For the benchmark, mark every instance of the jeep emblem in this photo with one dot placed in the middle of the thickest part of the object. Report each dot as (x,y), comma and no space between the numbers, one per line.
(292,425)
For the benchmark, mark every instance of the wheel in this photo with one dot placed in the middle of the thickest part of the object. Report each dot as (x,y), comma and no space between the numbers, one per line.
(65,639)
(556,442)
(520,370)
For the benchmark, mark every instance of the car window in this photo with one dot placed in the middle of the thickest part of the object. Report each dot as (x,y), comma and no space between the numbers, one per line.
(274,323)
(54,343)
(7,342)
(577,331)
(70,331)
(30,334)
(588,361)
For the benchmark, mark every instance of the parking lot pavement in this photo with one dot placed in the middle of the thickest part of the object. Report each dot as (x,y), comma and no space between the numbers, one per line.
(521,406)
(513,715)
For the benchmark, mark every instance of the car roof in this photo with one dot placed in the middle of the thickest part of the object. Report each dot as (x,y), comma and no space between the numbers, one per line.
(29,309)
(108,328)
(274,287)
...
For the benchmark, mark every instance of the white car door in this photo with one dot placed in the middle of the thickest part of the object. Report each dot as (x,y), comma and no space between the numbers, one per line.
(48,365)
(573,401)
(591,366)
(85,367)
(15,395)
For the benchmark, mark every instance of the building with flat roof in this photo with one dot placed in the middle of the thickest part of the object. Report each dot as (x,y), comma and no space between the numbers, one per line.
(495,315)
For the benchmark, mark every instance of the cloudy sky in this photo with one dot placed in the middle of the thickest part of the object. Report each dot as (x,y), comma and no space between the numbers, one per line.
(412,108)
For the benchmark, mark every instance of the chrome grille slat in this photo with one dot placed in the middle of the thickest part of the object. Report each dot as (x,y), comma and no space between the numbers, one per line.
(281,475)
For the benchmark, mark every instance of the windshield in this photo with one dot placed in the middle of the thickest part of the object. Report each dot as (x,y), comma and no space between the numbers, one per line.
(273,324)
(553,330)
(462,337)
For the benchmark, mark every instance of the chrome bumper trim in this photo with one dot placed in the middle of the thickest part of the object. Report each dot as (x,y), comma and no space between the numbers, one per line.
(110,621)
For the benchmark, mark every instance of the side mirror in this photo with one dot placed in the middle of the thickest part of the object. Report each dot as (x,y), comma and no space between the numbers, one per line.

_What the task requires_. Reproduce the listing from the line with "For the benchmark, mark every instance of the cloudy" up to and including the line with "For the benchmark, mark every instance of the side", substituting "widest" for "thickest" and leaving everything else unchanged. Give only those lines.

_Final result_.
For the benchmark, mark every instance of the cloudy sky in this photo with one dot placed in the middle of the widest part of the object. Report each dot as (x,y), comma and no space between the numbers, one per line.
(412,108)
For the benchmark, mark every instance of the chrome grille slat in this photo with one dot placed in the middle of the widest part of the object. Report each dot as (x,y), comma and no space between the numbers, one per line.
(281,475)
For the benchmark, mark every instance of the windshield in this photo with one dot placed in the middle of the widest part of the object. Report each dot as (x,y), comma and no space between the numbers, one per line.
(273,324)
(553,330)
(462,337)
For the benchmark, mark every instance of the chrome bumper trim in this photo with one dot placed in the middle of the widest part of the object. Report each dot as (x,y), comma and no space between the numbers, one per line.
(110,621)
For the benchmark, mark every instance of the side mirror in this photo with one dot placed in the middle of the widest part of the object. Report each dot as (x,y), comma and no space between the numbers, one per line.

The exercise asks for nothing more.